[START]

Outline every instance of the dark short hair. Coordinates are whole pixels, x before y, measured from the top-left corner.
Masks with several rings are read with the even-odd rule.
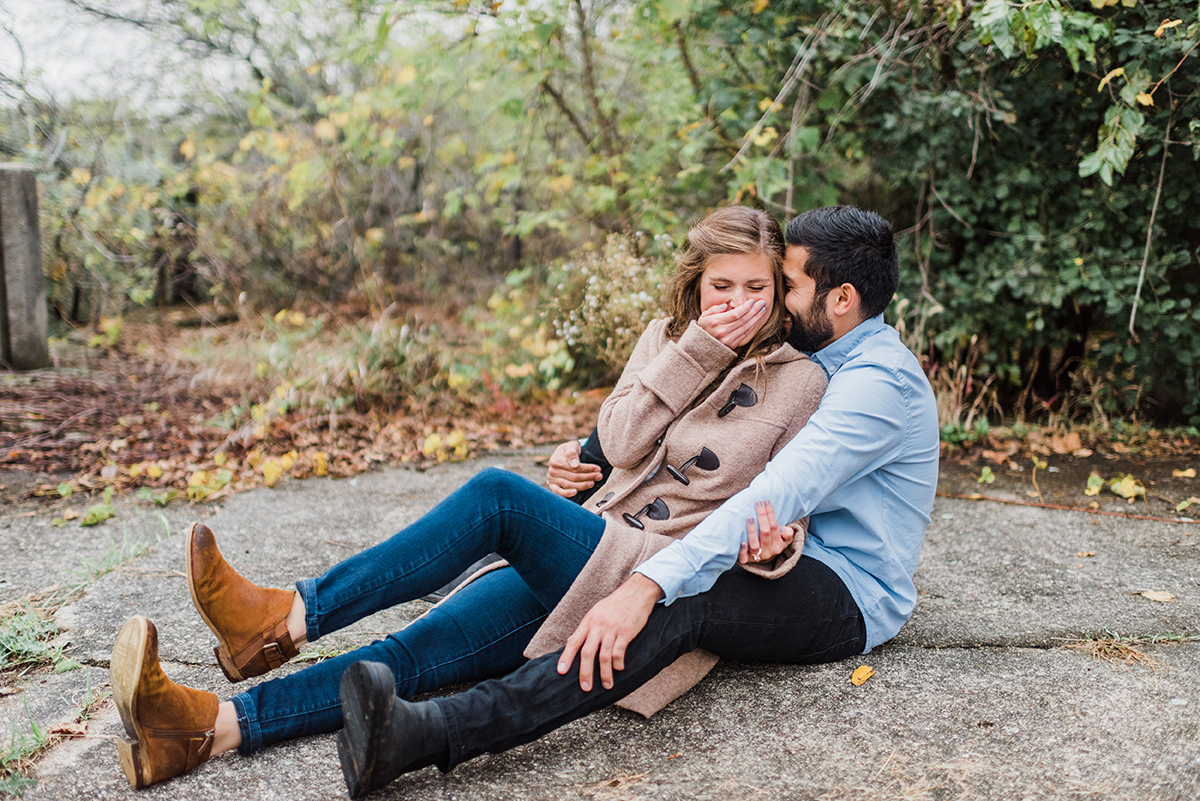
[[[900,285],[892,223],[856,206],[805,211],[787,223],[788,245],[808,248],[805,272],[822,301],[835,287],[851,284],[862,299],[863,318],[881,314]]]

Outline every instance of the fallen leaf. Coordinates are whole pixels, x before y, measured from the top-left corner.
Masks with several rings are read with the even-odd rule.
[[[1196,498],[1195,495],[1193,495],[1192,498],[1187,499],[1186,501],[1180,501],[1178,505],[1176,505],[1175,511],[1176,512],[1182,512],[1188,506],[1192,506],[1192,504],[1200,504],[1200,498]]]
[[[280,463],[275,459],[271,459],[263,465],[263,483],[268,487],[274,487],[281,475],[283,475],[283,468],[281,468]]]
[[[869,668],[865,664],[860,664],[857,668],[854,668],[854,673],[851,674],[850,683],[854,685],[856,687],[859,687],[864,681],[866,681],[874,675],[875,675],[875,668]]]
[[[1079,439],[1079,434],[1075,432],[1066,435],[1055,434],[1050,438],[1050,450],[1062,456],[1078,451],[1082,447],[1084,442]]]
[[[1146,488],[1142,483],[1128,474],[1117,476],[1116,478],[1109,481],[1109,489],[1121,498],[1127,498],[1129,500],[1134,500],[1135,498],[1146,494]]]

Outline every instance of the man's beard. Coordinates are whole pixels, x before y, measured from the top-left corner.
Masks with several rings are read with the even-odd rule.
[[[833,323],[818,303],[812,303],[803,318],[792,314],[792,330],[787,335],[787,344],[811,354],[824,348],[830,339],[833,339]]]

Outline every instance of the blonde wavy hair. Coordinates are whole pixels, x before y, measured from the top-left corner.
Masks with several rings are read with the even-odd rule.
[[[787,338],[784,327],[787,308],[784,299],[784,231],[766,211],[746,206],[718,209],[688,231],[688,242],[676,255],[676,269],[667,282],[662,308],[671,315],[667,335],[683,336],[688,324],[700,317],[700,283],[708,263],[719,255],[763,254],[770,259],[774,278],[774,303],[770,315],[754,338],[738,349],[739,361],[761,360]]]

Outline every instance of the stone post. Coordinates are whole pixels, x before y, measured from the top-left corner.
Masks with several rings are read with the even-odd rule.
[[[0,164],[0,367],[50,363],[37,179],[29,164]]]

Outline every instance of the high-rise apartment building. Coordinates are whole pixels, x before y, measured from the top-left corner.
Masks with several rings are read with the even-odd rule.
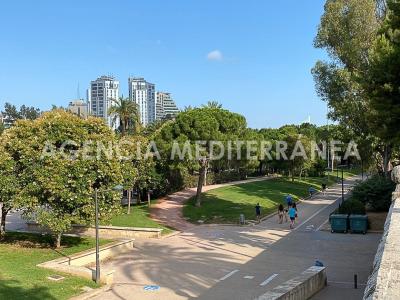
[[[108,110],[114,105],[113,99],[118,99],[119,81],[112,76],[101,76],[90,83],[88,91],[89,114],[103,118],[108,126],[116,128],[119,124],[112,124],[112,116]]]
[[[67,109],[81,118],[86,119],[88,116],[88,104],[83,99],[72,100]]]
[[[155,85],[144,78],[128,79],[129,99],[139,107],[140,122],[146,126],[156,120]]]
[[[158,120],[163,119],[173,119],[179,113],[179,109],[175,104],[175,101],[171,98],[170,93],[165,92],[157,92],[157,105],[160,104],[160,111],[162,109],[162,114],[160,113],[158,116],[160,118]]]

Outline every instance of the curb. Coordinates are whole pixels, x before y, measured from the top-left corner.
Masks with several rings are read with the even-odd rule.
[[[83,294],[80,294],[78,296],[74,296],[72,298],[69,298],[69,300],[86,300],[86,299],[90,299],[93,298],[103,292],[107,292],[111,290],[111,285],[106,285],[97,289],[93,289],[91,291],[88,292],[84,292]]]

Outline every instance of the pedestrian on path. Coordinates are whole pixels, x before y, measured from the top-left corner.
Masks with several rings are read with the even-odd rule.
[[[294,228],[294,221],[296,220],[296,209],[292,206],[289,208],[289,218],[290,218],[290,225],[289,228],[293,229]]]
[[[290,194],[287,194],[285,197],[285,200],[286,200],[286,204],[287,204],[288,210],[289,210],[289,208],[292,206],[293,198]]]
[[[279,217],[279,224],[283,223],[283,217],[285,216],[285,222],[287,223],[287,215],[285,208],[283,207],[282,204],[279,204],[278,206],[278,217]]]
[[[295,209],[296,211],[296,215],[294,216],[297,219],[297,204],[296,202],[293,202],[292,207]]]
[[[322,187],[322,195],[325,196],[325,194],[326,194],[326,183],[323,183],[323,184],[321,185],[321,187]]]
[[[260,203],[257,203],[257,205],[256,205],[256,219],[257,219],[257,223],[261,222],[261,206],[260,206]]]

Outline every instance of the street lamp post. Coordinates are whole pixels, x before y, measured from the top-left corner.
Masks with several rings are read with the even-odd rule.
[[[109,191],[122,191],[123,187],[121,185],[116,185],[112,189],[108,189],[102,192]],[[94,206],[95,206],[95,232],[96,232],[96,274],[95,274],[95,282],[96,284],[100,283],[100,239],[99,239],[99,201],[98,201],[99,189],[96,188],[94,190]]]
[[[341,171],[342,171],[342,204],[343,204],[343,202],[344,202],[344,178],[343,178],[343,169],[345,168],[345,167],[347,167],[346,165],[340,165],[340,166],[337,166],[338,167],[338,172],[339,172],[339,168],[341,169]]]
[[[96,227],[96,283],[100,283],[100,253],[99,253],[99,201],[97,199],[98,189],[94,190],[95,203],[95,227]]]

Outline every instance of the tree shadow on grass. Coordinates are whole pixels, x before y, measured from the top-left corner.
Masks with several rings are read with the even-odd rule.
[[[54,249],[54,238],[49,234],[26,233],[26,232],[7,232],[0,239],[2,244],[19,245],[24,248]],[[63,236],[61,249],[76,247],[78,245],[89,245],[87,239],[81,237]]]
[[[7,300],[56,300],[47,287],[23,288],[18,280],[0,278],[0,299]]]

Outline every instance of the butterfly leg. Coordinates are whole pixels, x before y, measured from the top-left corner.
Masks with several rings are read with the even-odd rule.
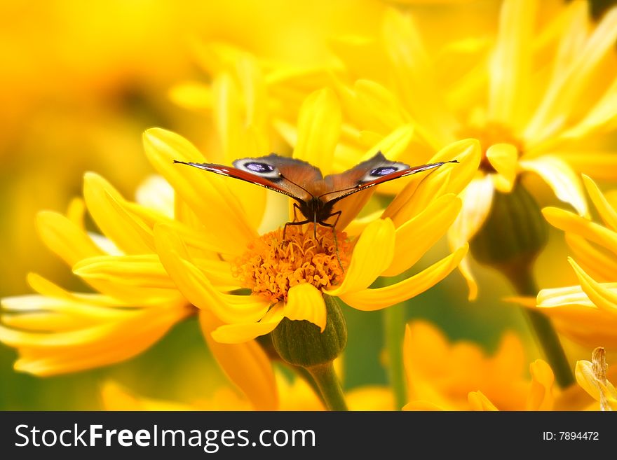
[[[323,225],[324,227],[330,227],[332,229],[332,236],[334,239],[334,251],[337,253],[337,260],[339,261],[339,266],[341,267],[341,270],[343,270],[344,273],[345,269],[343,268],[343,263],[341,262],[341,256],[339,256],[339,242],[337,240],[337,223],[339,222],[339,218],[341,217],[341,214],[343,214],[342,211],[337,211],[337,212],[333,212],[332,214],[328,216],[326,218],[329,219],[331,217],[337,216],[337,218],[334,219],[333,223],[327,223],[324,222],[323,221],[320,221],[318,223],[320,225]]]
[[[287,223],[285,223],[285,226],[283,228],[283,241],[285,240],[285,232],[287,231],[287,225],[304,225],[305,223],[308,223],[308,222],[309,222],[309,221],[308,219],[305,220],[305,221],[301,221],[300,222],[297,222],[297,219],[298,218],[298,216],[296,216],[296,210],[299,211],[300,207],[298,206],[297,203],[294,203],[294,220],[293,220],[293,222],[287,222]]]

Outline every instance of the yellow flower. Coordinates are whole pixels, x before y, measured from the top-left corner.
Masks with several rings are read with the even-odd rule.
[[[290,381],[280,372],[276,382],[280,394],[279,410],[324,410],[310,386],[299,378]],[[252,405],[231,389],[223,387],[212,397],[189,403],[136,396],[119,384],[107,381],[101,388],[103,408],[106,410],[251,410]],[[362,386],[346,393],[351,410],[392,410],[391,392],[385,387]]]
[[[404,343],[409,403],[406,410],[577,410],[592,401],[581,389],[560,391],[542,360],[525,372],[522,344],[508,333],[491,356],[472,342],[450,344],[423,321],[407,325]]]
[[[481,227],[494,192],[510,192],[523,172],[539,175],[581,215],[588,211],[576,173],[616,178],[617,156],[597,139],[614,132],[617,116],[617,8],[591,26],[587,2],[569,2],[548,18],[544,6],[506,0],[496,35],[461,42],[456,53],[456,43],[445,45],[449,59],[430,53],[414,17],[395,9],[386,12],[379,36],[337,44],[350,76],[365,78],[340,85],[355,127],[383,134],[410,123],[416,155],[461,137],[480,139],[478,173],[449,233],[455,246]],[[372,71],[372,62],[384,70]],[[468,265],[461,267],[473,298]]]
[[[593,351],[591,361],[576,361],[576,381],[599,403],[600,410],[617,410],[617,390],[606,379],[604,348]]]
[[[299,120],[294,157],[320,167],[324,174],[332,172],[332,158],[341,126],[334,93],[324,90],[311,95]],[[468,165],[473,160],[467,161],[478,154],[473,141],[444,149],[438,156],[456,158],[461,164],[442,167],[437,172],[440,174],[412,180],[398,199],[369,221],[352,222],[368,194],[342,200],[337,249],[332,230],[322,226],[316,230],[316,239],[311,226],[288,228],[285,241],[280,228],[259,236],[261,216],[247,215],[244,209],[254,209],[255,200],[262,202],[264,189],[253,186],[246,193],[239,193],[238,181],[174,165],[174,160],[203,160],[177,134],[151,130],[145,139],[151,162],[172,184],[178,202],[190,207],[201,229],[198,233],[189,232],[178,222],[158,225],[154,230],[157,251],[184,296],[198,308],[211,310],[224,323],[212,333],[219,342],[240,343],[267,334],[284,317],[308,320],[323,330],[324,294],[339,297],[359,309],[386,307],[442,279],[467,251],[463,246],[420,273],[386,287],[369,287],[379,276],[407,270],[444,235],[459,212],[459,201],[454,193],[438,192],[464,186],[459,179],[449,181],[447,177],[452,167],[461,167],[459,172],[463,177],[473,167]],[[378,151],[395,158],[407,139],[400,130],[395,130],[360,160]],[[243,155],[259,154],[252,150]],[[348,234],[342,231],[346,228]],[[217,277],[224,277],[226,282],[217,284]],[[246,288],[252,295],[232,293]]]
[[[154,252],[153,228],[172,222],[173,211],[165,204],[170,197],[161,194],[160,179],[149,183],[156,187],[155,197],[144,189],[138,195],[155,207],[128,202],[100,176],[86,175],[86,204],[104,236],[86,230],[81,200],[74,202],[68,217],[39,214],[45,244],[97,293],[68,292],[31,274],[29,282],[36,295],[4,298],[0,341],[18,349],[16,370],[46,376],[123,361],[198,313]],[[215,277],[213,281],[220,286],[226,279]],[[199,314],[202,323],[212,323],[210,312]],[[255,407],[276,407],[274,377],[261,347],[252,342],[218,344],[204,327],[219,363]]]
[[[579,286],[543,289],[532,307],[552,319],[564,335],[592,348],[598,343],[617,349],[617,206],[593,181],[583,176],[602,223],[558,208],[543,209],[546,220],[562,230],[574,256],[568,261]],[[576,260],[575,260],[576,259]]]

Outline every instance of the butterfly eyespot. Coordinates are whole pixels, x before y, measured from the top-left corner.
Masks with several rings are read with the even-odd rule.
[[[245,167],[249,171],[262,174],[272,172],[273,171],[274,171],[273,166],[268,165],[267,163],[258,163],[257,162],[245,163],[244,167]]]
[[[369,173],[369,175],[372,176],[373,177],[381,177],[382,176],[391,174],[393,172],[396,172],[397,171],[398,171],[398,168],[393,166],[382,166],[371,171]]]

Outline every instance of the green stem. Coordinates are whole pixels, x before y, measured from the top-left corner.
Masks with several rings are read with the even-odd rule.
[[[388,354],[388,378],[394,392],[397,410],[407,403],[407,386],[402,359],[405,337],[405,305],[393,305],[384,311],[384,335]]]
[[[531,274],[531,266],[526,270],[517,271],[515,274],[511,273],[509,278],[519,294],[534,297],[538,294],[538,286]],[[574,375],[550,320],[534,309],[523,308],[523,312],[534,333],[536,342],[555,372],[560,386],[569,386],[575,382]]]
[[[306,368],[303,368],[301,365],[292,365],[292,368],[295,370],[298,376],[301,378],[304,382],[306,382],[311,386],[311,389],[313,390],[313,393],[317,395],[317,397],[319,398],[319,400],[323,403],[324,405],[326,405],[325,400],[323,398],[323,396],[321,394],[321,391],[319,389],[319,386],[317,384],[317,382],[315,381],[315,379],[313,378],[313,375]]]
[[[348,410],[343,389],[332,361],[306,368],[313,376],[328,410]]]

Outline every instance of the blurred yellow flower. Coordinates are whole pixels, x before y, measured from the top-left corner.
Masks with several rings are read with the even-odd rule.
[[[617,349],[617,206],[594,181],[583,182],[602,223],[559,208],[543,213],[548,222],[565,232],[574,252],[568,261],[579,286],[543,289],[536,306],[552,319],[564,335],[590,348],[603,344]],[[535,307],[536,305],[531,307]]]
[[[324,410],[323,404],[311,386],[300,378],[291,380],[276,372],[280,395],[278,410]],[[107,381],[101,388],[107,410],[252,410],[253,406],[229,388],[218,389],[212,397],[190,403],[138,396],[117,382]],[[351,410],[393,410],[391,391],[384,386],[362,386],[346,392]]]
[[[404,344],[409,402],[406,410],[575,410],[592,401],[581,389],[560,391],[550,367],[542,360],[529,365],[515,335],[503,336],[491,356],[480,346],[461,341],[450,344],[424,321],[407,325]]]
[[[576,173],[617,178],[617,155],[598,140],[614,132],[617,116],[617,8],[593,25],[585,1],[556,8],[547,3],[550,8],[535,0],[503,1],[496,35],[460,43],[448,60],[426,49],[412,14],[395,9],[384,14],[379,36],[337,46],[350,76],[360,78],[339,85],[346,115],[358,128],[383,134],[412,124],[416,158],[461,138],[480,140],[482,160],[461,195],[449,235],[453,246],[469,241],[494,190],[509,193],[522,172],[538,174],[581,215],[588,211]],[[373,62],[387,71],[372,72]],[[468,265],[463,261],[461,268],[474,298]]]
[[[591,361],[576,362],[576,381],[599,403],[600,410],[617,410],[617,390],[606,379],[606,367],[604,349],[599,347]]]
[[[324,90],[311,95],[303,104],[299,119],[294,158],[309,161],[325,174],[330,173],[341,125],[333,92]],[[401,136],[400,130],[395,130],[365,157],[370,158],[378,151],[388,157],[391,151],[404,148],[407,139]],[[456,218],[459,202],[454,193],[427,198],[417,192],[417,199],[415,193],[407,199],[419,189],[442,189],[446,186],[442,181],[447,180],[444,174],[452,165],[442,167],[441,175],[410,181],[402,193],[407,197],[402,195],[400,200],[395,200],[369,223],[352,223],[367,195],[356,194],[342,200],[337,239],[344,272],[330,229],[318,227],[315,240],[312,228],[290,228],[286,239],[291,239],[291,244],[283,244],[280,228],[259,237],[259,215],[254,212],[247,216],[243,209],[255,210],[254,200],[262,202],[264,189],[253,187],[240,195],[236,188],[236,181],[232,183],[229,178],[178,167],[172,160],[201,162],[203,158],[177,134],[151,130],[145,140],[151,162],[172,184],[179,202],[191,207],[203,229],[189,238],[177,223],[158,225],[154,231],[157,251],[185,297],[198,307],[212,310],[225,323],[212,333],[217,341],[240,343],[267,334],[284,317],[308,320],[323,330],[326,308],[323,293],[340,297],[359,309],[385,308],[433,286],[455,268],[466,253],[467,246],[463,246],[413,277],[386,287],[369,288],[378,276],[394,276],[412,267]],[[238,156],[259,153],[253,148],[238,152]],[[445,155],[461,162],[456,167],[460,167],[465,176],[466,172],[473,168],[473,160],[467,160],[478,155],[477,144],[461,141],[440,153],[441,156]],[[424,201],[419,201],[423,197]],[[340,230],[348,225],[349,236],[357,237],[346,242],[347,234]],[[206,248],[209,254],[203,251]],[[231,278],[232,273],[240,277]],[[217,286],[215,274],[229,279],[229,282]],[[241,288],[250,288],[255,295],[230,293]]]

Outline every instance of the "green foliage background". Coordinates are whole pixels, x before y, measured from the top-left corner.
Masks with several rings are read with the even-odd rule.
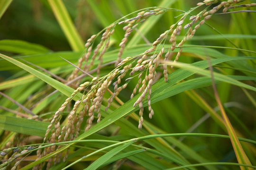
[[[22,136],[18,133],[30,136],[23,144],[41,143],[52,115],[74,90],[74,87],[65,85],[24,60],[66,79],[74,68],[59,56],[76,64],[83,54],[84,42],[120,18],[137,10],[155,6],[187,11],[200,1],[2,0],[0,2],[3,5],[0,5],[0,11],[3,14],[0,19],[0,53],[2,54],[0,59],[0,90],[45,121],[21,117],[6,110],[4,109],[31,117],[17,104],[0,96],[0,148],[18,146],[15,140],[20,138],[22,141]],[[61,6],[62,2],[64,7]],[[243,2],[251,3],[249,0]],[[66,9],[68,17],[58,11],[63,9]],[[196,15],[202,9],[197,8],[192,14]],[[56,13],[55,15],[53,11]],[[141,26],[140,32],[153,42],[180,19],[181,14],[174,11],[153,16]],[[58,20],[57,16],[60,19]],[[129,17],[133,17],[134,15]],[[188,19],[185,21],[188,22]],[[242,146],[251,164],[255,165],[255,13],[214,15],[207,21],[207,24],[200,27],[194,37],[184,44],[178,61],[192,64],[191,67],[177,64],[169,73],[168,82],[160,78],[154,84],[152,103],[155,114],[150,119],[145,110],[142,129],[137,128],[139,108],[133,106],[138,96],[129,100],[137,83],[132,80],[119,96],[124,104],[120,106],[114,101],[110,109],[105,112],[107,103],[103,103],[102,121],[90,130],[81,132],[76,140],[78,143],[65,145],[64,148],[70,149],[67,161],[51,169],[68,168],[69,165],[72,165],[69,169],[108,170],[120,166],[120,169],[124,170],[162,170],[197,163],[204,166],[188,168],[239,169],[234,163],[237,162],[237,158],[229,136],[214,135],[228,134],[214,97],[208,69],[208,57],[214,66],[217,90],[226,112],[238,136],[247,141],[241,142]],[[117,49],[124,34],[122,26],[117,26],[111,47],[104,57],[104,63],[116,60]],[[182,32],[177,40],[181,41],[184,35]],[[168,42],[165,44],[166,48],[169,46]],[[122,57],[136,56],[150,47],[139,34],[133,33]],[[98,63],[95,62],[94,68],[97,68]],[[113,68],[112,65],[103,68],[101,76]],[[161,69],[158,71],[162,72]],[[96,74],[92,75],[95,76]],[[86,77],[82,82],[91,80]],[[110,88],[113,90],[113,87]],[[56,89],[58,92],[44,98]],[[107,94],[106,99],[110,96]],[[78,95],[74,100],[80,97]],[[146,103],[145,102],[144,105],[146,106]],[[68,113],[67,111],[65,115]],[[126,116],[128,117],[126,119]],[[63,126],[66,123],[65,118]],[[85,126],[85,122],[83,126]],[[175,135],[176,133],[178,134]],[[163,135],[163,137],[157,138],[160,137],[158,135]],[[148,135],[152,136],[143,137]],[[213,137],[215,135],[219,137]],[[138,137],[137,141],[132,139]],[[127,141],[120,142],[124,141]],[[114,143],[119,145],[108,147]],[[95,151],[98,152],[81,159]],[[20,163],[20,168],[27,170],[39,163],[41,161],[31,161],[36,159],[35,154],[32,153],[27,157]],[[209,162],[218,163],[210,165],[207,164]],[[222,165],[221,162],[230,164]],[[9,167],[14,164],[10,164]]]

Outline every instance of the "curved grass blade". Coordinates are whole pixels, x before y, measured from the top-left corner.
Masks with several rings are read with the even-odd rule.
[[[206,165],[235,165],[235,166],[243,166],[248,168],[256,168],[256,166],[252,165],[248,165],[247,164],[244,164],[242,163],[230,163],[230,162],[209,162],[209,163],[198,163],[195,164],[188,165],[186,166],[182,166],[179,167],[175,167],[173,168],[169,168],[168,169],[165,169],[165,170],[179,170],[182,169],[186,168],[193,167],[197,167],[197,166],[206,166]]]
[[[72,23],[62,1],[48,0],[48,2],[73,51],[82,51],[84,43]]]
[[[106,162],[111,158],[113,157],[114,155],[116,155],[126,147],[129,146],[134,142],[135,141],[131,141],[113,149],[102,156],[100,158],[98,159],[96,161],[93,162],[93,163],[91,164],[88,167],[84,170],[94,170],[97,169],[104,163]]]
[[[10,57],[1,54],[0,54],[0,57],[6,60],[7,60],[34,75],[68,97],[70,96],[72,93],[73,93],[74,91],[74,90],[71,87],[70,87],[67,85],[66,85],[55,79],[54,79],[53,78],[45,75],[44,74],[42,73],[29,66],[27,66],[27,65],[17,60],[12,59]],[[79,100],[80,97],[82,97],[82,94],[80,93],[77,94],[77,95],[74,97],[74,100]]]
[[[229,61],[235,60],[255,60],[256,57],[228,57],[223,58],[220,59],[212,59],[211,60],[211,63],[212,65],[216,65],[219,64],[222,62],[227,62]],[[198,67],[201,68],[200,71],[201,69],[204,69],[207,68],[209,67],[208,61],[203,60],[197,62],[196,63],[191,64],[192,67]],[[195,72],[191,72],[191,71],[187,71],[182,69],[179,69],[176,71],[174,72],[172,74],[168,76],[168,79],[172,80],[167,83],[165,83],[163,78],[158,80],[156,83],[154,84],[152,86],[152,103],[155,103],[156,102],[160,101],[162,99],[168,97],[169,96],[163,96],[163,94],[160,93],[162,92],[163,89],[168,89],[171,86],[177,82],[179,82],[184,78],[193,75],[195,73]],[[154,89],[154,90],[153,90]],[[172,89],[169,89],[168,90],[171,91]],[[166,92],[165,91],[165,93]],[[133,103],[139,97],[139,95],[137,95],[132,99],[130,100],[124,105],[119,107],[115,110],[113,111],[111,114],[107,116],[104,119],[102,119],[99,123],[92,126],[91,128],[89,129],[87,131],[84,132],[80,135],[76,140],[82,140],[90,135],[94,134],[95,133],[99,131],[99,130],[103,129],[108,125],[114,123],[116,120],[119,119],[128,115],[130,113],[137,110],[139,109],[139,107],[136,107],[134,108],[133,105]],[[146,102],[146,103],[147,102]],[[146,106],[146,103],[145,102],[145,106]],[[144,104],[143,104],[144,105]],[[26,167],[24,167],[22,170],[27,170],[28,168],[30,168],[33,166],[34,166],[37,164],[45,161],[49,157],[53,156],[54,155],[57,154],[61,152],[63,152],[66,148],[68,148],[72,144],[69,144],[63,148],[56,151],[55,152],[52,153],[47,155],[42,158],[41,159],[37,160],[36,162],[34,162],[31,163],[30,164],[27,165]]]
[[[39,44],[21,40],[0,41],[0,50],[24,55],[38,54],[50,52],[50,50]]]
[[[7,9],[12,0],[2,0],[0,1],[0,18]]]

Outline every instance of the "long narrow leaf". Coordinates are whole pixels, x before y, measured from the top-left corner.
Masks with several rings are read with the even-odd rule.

[END]

▶ Request
Please gather every line of the records above that contains the string "hair", matching case exactly.

▶ Task result
Outline every instance of the dark short hair. Coordinates are whole pixels, x before y, measured from the top-left corner.
Outline every instance of the blonde wavy hair. Coordinates are whole pixels, x before y, measured from the top-left corner.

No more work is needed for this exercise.